Natural-language object grounding data
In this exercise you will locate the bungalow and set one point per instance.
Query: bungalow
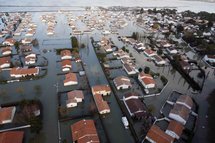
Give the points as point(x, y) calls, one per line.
point(6, 51)
point(84, 131)
point(74, 97)
point(9, 42)
point(171, 50)
point(4, 62)
point(50, 32)
point(210, 58)
point(66, 65)
point(12, 137)
point(186, 101)
point(130, 70)
point(30, 33)
point(7, 114)
point(77, 32)
point(70, 79)
point(101, 89)
point(30, 59)
point(146, 80)
point(149, 53)
point(26, 48)
point(184, 65)
point(180, 113)
point(127, 61)
point(26, 41)
point(22, 72)
point(135, 107)
point(101, 105)
point(66, 55)
point(139, 47)
point(158, 60)
point(104, 41)
point(174, 129)
point(108, 48)
point(122, 82)
point(156, 135)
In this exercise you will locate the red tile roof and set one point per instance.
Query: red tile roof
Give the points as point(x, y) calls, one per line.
point(66, 62)
point(100, 103)
point(24, 71)
point(186, 99)
point(70, 77)
point(75, 94)
point(181, 110)
point(65, 53)
point(6, 113)
point(97, 88)
point(84, 131)
point(4, 60)
point(159, 136)
point(176, 127)
point(12, 137)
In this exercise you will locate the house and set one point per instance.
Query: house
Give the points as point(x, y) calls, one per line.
point(31, 110)
point(66, 65)
point(128, 61)
point(130, 70)
point(149, 53)
point(209, 58)
point(84, 131)
point(26, 48)
point(6, 51)
point(146, 80)
point(4, 62)
point(121, 54)
point(156, 135)
point(26, 41)
point(171, 50)
point(30, 59)
point(179, 113)
point(30, 33)
point(7, 114)
point(66, 55)
point(70, 79)
point(23, 72)
point(158, 60)
point(122, 82)
point(104, 41)
point(186, 101)
point(184, 65)
point(9, 42)
point(139, 47)
point(174, 129)
point(108, 48)
point(135, 107)
point(12, 137)
point(101, 89)
point(74, 97)
point(101, 105)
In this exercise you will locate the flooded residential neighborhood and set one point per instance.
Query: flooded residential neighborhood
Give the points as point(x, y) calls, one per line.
point(110, 73)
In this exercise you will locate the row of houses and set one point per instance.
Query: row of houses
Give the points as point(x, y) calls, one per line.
point(49, 19)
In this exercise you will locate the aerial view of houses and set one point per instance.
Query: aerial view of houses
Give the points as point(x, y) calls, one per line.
point(107, 72)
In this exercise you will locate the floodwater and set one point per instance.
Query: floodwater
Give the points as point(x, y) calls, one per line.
point(117, 133)
point(181, 5)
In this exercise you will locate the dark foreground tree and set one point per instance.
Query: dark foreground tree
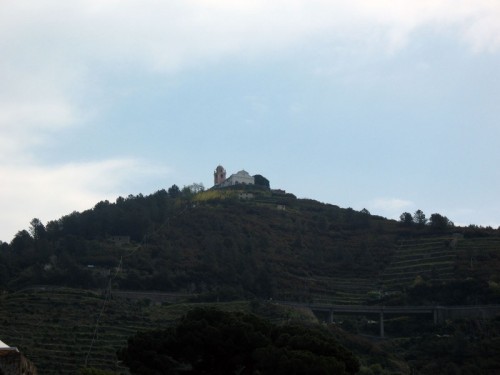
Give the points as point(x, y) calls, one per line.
point(208, 341)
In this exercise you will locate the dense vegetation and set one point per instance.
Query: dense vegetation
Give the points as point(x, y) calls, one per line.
point(253, 242)
point(208, 341)
point(248, 244)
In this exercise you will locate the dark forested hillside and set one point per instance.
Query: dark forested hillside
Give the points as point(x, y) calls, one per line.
point(222, 244)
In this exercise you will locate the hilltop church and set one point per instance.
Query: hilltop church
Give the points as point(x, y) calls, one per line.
point(240, 178)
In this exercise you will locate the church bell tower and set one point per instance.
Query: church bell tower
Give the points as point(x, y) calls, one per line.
point(219, 175)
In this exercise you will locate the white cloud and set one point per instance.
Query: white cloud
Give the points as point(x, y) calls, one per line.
point(49, 192)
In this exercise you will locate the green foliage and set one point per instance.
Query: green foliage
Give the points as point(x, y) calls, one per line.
point(94, 371)
point(215, 342)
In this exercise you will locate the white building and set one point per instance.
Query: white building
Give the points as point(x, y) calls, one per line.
point(240, 178)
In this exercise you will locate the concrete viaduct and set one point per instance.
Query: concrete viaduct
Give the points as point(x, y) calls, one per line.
point(438, 313)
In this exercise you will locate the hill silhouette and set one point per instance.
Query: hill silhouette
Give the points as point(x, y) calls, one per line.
point(250, 241)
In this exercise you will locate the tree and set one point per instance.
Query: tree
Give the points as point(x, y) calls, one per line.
point(260, 180)
point(37, 229)
point(174, 191)
point(419, 218)
point(406, 219)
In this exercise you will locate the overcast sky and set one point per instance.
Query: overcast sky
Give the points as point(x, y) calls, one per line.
point(387, 105)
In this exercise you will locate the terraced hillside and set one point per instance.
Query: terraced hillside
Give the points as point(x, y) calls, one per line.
point(432, 258)
point(57, 328)
point(479, 257)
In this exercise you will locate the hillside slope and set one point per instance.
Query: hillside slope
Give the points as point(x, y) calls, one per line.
point(233, 243)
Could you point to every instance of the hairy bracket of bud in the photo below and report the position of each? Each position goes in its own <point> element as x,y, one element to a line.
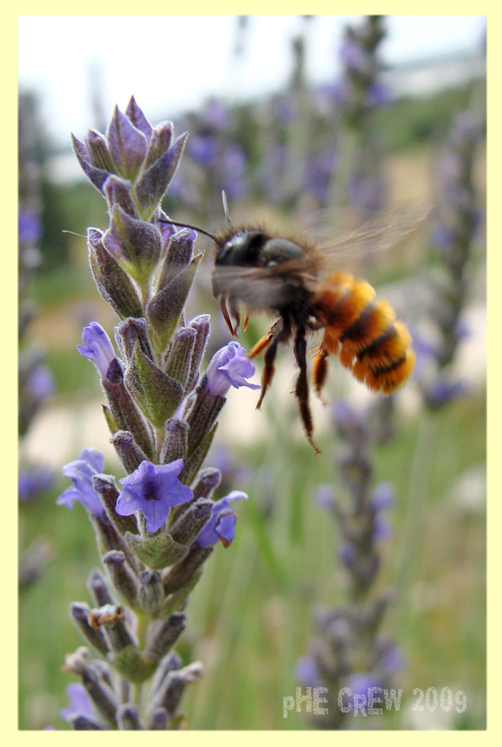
<point>176,255</point>
<point>79,613</point>
<point>156,552</point>
<point>151,592</point>
<point>167,633</point>
<point>123,578</point>
<point>174,445</point>
<point>127,144</point>
<point>105,486</point>
<point>136,245</point>
<point>127,450</point>
<point>157,395</point>
<point>164,308</point>
<point>179,358</point>
<point>124,411</point>
<point>133,332</point>
<point>155,179</point>
<point>112,282</point>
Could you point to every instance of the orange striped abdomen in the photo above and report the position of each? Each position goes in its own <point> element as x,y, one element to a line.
<point>363,332</point>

What to work on
Filter the records for lines holding the string "aerial". Copy each one.

Your response
In this exercise you will locate the aerial view of houses and set one point per instance.
Query: aerial view of houses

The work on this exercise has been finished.